* _ACTIVITY_
How many lines in the material below include the word "yellow"? Give only the number.

________________

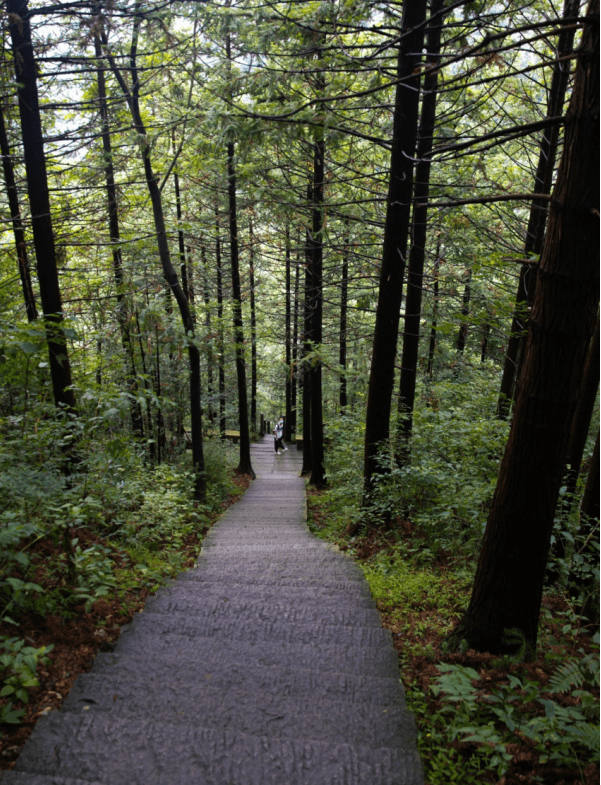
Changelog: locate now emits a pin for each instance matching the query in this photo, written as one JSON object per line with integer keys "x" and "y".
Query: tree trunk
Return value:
{"x": 222, "y": 420}
{"x": 39, "y": 201}
{"x": 132, "y": 97}
{"x": 244, "y": 465}
{"x": 590, "y": 499}
{"x": 180, "y": 234}
{"x": 587, "y": 398}
{"x": 307, "y": 345}
{"x": 506, "y": 598}
{"x": 115, "y": 236}
{"x": 287, "y": 340}
{"x": 294, "y": 370}
{"x": 538, "y": 213}
{"x": 484, "y": 341}
{"x": 432, "y": 345}
{"x": 209, "y": 350}
{"x": 253, "y": 331}
{"x": 396, "y": 231}
{"x": 318, "y": 477}
{"x": 15, "y": 213}
{"x": 415, "y": 272}
{"x": 343, "y": 323}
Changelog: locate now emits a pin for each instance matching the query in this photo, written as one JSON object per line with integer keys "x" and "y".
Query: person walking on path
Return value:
{"x": 279, "y": 437}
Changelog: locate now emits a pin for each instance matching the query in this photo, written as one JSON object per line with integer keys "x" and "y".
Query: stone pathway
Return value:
{"x": 265, "y": 665}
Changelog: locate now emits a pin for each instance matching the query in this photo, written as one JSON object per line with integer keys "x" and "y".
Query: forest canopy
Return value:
{"x": 378, "y": 220}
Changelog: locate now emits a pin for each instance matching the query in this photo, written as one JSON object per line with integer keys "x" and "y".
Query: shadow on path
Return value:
{"x": 264, "y": 665}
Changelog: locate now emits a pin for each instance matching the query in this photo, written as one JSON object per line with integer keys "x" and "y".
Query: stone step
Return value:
{"x": 153, "y": 625}
{"x": 125, "y": 751}
{"x": 273, "y": 593}
{"x": 276, "y": 568}
{"x": 249, "y": 610}
{"x": 216, "y": 652}
{"x": 256, "y": 713}
{"x": 23, "y": 778}
{"x": 291, "y": 586}
{"x": 274, "y": 549}
{"x": 299, "y": 682}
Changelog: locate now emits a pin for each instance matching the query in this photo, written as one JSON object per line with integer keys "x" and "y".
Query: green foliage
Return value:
{"x": 18, "y": 666}
{"x": 565, "y": 734}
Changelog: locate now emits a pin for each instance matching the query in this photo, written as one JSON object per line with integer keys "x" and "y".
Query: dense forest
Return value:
{"x": 376, "y": 219}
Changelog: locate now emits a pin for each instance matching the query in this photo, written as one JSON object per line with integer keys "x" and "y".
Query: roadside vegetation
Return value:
{"x": 525, "y": 718}
{"x": 79, "y": 554}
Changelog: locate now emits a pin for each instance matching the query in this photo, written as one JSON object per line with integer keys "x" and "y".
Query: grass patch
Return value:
{"x": 481, "y": 718}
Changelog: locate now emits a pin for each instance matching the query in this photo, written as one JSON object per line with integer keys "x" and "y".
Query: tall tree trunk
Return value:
{"x": 538, "y": 213}
{"x": 307, "y": 347}
{"x": 318, "y": 478}
{"x": 484, "y": 341}
{"x": 149, "y": 428}
{"x": 15, "y": 214}
{"x": 432, "y": 344}
{"x": 39, "y": 201}
{"x": 415, "y": 270}
{"x": 287, "y": 339}
{"x": 589, "y": 506}
{"x": 114, "y": 232}
{"x": 509, "y": 579}
{"x": 244, "y": 465}
{"x": 587, "y": 398}
{"x": 132, "y": 97}
{"x": 180, "y": 233}
{"x": 221, "y": 371}
{"x": 207, "y": 301}
{"x": 253, "y": 331}
{"x": 294, "y": 370}
{"x": 396, "y": 231}
{"x": 342, "y": 339}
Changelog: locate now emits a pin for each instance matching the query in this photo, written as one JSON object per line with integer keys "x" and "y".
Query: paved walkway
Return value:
{"x": 265, "y": 665}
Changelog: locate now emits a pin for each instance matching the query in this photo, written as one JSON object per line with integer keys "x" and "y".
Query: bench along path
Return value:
{"x": 265, "y": 665}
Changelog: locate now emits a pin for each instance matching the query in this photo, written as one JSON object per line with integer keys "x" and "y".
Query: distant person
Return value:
{"x": 278, "y": 433}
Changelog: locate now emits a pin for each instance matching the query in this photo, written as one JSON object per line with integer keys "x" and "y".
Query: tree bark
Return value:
{"x": 39, "y": 201}
{"x": 287, "y": 339}
{"x": 589, "y": 507}
{"x": 221, "y": 371}
{"x": 209, "y": 350}
{"x": 318, "y": 476}
{"x": 465, "y": 312}
{"x": 15, "y": 213}
{"x": 307, "y": 346}
{"x": 587, "y": 398}
{"x": 396, "y": 231}
{"x": 415, "y": 271}
{"x": 253, "y": 330}
{"x": 114, "y": 232}
{"x": 244, "y": 465}
{"x": 132, "y": 97}
{"x": 506, "y": 598}
{"x": 342, "y": 346}
{"x": 294, "y": 370}
{"x": 432, "y": 344}
{"x": 538, "y": 214}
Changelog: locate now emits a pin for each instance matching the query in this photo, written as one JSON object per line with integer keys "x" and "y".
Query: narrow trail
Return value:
{"x": 264, "y": 665}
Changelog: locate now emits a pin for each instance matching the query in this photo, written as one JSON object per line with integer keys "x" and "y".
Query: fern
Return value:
{"x": 576, "y": 673}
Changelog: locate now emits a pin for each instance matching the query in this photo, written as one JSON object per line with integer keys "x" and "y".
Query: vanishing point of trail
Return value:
{"x": 265, "y": 665}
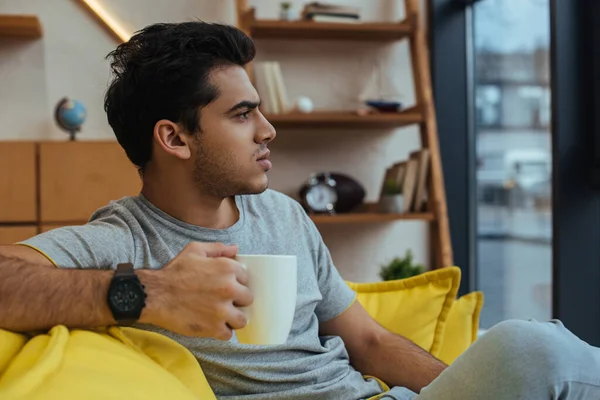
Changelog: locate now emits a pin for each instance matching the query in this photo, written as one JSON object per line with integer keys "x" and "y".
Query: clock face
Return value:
{"x": 321, "y": 197}
{"x": 126, "y": 297}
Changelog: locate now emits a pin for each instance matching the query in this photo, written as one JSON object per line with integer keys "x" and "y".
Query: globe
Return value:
{"x": 70, "y": 115}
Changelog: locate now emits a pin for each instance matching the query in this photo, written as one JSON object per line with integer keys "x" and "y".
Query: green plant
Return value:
{"x": 391, "y": 188}
{"x": 400, "y": 268}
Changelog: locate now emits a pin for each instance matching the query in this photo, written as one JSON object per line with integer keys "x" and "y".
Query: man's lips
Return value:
{"x": 264, "y": 155}
{"x": 263, "y": 160}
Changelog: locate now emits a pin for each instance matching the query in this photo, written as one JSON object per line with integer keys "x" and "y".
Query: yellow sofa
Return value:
{"x": 133, "y": 364}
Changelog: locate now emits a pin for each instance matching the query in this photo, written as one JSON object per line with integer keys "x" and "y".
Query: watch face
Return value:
{"x": 126, "y": 296}
{"x": 320, "y": 197}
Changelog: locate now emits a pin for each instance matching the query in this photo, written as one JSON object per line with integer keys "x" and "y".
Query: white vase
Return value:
{"x": 392, "y": 204}
{"x": 286, "y": 14}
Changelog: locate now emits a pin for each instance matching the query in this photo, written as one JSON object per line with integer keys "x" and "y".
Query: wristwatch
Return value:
{"x": 126, "y": 295}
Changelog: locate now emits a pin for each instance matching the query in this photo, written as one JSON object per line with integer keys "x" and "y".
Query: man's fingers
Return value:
{"x": 244, "y": 297}
{"x": 237, "y": 320}
{"x": 213, "y": 249}
{"x": 242, "y": 275}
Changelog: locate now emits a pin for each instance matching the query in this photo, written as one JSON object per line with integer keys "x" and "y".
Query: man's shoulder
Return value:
{"x": 124, "y": 208}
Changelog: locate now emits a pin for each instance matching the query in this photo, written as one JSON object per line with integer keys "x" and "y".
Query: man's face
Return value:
{"x": 231, "y": 149}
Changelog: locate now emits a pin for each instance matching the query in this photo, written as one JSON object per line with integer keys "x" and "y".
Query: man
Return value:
{"x": 185, "y": 112}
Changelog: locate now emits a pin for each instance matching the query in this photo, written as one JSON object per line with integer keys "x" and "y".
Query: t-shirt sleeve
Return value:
{"x": 337, "y": 296}
{"x": 102, "y": 244}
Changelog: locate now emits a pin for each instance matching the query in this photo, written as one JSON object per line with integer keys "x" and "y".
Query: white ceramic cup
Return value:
{"x": 273, "y": 282}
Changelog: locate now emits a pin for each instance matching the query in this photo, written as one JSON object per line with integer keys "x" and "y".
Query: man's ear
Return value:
{"x": 172, "y": 139}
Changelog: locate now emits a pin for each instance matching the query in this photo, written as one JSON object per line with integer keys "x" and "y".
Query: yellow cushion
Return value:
{"x": 461, "y": 326}
{"x": 415, "y": 307}
{"x": 123, "y": 363}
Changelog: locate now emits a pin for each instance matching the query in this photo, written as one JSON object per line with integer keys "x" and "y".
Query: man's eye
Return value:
{"x": 244, "y": 115}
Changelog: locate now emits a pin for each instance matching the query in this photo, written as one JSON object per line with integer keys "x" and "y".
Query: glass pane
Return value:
{"x": 514, "y": 158}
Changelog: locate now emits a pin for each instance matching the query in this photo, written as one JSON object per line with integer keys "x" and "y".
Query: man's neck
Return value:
{"x": 187, "y": 204}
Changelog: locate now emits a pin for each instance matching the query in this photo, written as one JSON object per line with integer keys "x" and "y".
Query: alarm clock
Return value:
{"x": 319, "y": 195}
{"x": 331, "y": 193}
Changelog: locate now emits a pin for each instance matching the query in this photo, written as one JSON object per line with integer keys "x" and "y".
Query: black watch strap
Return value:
{"x": 126, "y": 272}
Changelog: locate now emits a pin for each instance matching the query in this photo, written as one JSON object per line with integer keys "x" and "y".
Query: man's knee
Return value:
{"x": 529, "y": 347}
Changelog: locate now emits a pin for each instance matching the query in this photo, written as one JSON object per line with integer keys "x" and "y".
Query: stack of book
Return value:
{"x": 270, "y": 87}
{"x": 412, "y": 176}
{"x": 322, "y": 12}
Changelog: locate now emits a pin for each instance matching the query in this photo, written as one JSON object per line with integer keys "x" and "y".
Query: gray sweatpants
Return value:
{"x": 518, "y": 360}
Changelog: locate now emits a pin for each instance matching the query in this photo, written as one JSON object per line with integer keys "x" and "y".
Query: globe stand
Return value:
{"x": 69, "y": 116}
{"x": 72, "y": 135}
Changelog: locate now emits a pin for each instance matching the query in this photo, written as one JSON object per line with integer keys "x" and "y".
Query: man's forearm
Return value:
{"x": 399, "y": 362}
{"x": 34, "y": 297}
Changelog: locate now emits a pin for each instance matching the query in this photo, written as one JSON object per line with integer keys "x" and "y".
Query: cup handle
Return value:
{"x": 245, "y": 310}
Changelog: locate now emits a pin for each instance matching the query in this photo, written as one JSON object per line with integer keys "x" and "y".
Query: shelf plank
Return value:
{"x": 346, "y": 120}
{"x": 20, "y": 26}
{"x": 370, "y": 217}
{"x": 299, "y": 30}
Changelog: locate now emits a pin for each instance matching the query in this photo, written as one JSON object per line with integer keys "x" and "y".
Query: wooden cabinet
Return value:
{"x": 77, "y": 178}
{"x": 13, "y": 234}
{"x": 18, "y": 182}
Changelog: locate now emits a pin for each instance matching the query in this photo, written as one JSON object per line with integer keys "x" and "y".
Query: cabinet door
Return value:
{"x": 13, "y": 234}
{"x": 77, "y": 178}
{"x": 17, "y": 182}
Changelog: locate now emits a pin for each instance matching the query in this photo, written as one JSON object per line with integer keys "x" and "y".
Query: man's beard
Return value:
{"x": 217, "y": 176}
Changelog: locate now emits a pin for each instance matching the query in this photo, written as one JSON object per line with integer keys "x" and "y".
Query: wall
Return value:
{"x": 69, "y": 60}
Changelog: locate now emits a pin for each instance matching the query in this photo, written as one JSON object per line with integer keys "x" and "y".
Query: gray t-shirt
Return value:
{"x": 307, "y": 366}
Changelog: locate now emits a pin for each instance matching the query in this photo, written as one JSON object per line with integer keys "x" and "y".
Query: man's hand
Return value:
{"x": 198, "y": 293}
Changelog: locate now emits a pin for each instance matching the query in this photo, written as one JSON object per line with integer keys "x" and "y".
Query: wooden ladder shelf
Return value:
{"x": 423, "y": 114}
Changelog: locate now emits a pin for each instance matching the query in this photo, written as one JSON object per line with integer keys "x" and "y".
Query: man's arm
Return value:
{"x": 377, "y": 352}
{"x": 196, "y": 294}
{"x": 36, "y": 295}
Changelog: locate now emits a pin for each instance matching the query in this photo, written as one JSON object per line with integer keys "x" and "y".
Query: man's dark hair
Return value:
{"x": 162, "y": 72}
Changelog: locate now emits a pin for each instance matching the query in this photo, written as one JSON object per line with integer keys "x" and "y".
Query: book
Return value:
{"x": 422, "y": 157}
{"x": 262, "y": 87}
{"x": 408, "y": 185}
{"x": 335, "y": 19}
{"x": 280, "y": 89}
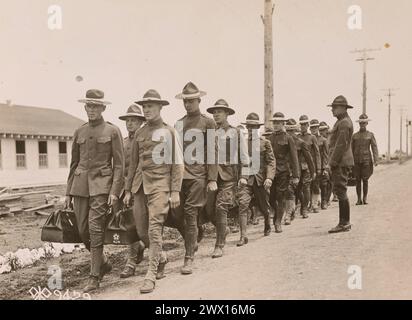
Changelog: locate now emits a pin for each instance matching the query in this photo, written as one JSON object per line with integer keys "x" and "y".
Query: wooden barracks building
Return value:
{"x": 35, "y": 145}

________________

* _OUTPUT BELOW_
2